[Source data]
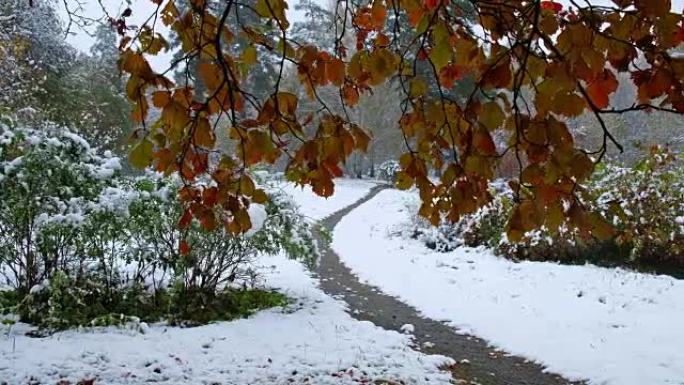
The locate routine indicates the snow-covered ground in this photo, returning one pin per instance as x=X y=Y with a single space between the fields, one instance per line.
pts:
x=347 y=191
x=610 y=326
x=312 y=341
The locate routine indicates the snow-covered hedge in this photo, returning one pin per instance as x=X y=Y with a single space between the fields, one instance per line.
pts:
x=644 y=203
x=388 y=170
x=75 y=234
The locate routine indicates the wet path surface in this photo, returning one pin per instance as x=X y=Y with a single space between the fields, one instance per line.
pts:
x=477 y=362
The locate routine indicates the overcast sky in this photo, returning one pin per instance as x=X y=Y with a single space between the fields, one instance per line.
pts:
x=142 y=9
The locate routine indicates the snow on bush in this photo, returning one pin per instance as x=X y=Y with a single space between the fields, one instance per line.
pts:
x=644 y=204
x=79 y=240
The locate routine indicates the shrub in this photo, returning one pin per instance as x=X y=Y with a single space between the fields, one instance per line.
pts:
x=50 y=181
x=83 y=245
x=388 y=170
x=644 y=204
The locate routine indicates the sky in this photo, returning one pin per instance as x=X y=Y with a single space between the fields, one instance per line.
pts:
x=142 y=9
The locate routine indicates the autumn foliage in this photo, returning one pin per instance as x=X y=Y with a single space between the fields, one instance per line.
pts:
x=534 y=65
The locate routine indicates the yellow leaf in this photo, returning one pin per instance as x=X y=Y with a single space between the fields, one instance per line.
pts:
x=141 y=155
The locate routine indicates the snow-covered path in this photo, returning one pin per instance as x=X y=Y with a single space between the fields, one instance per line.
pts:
x=608 y=325
x=313 y=341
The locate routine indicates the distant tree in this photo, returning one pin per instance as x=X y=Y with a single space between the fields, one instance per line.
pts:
x=567 y=59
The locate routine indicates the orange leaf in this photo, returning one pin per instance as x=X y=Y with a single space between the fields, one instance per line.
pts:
x=600 y=89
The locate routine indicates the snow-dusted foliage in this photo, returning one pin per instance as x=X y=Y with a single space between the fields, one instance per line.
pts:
x=643 y=204
x=388 y=170
x=50 y=188
x=81 y=241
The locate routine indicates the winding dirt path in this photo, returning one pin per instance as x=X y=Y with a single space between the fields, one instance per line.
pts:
x=478 y=363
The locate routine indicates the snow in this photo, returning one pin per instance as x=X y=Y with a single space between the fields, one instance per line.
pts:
x=610 y=326
x=258 y=215
x=314 y=338
x=347 y=192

INSTRUCTIONS FOR THE TASK: Put every line of the records above into a numbered list, leaving out blank lines and the pictures.

EXERCISE RESPONSE:
1. The locate routine indicates the snow-covered ground in this photo, returning one pin per instance as x=X y=Y with a single space between the fields, one instance per line.
2. pts:
3. x=347 y=191
4. x=610 y=326
5. x=312 y=341
6. The locate routine indicates the snow-covered hedge in this photo, returning one pin per instance as x=X y=Y with a single space between the fields, one instance per line.
7. pts:
8. x=644 y=203
9. x=388 y=170
10. x=75 y=234
11. The locate routine indicates the wet path surface in this photo, returning one pin per instance as x=X y=Y with a single space between the fields, one instance per line.
12. pts:
13. x=477 y=362
14. The locate routine indicates the overcast sky in this photo, returning one pin per instance as x=X y=Y with a single space between the fields, one instance per line.
15. pts:
16. x=142 y=9
17. The locate routine indicates the snow on bush in this photo, returning one pin per instance as x=X y=Y with a single space between the fields, one instance per line.
18. pts:
19. x=644 y=204
20. x=79 y=240
21. The locate routine indicates the shrub in this photo, returning one pin per instance as x=X y=Y with a single space between the fields, one instance per line.
22. pts:
23. x=50 y=181
24. x=83 y=245
25. x=388 y=170
26. x=644 y=204
27. The locate routine indicates the sky in this photo, returning one pin per instance as x=X y=Y with a single space between the fields, one instance per line.
28. pts:
29. x=142 y=9
30. The locate routine indicates the autumn foliage in this photo, returning one pin per instance as x=X y=Y with a single space between the fields, one instance per line.
31. pts:
32. x=534 y=65
33. The locate routine indicates the yellow leaf in this photo, returning one pin per instance as x=X y=Y with a single space between the fields, one instance per line.
34. pts:
35. x=141 y=155
36. The locate routine indicates the snow-covered path in this photo, returning one pin per instance as x=X y=Y with a single space between the fields, one instance per line.
37. pts:
38. x=608 y=325
39. x=313 y=341
40. The locate routine indicates the distant tree in this photo, returning one pin per instance as x=X y=Y with a single space between the fields, one instance per line.
41. pts:
42. x=567 y=59
43. The locate routine indicates the orange leaf in this photo, returning one pin per instance as x=X y=Y with a single space between the fields, one instance per line.
44. pts:
45. x=600 y=89
46. The locate routine indicates the snow-dusted foliage in this photo, returning one pin per instance as x=X y=Y with a single space between the fields, one instance per line.
47. pts:
48. x=643 y=204
49. x=388 y=170
50. x=50 y=188
51. x=81 y=241
52. The locate routine indicates the winding dirt path in this photo, returning one pin per instance as x=X y=Y with a single space between the fields, one instance per line.
53. pts:
54. x=478 y=363
55. The locate routine indicates the snow in this photo, returning one pin per instance as x=X y=Y with a single space between the fields, one instance per line.
56. pts:
57. x=610 y=326
58. x=258 y=215
59. x=314 y=338
60. x=347 y=192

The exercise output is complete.